INSTRUCTION: Repeat the material exactly, every line of it.

───── DATASET ROWS ─────

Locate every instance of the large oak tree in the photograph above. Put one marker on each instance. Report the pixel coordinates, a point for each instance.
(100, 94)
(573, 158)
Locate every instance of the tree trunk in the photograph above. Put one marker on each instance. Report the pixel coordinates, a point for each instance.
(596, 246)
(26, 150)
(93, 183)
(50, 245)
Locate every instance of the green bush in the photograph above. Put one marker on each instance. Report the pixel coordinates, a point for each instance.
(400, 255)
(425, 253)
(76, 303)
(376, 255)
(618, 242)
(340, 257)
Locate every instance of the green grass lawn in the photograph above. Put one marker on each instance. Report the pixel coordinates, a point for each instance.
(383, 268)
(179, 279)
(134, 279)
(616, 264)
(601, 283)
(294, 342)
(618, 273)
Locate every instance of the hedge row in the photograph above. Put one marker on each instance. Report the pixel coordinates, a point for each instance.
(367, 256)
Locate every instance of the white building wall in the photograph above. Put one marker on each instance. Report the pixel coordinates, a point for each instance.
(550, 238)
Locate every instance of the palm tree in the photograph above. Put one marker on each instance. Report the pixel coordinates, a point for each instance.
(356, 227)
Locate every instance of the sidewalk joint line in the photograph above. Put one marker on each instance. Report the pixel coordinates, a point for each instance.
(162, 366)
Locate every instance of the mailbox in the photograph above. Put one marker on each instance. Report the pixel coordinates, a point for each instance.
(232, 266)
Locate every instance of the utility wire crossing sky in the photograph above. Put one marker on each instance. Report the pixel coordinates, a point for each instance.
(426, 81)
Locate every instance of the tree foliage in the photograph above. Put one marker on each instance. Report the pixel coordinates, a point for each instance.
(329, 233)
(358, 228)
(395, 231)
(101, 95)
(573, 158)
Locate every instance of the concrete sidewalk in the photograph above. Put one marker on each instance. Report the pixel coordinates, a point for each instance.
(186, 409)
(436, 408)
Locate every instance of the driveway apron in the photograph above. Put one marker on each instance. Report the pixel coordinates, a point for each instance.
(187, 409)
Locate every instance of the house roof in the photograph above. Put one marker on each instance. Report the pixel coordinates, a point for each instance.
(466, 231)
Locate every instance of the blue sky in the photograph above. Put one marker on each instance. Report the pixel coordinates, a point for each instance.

─────

SOLUTION FOR THIS EXERCISE:
Locate every instance of the large oak tree in the photograph above. Put one marker on each instance. Report the pixel coordinates, a point for each instance.
(100, 94)
(573, 158)
Locate every instance of the tree trunk in the photograph above. Put one marker on each instance. Report the pixel coordinates, a point for each instance.
(596, 246)
(26, 150)
(93, 183)
(50, 245)
Locate every instance of the green bush in the photograph above. Put one marker on each instance. Report the pixel coordinates, a point for each instance.
(400, 255)
(425, 253)
(76, 303)
(376, 255)
(618, 242)
(340, 257)
Locate every instance of the green grass lawn in the photograph above. Put one marker on each instance. Report the pixel coordinates, a point for each instance.
(383, 268)
(179, 279)
(134, 279)
(616, 264)
(601, 283)
(294, 342)
(618, 273)
Locate every instance of the hedge row in the photograph above. Put one marker on each instance. Report the pixel coordinates, a point for each instance.
(367, 256)
Locate every instance of the white building wall in the photograph above. Put one marker on each instance. Report the pixel coordinates, a point for each instance.
(550, 238)
Locate every instance of the palm tree in the photograph above. Put one marker on each instance. Report the pixel coordinates, a point for each instance.
(356, 227)
Locate every instance of the sidewalk joint line in the photograph above. Put one marker on each instance. Report the pixel coordinates, a point for each instance.
(162, 366)
Locate every instance of the mailbox in the photograph above. Put one marker on each instance. Report the pixel coordinates, a point for each instance.
(232, 266)
Locate every instance of the utility wire crossing sky in the photograph above. Put one marker on each instance. Report the pixel coordinates, a point for each instance.
(426, 81)
Locate every instance of the tree foliage in the photograph above. Put one marker on each instance. Report the pixel coordinates, a point for each instance.
(329, 233)
(358, 228)
(395, 231)
(101, 95)
(573, 158)
Locate every instance of the concrete sidewalk in the photograph above. Put one marker on each instance. Report the pixel coordinates, a point for each instance.
(186, 409)
(436, 408)
Locate every instance of the driveway apron in the photograph above. Put one marker on each instance. Report the pixel coordinates, a point for each instance.
(187, 409)
Locate every instance of the house roof in the photograph above. Put one marker on each instance. Report the pixel coordinates, a point for each instance.
(466, 231)
Locate every instance of the blue sky in the photograph above. Put one marker on each instance. Report the pixel coordinates, a point for each instance.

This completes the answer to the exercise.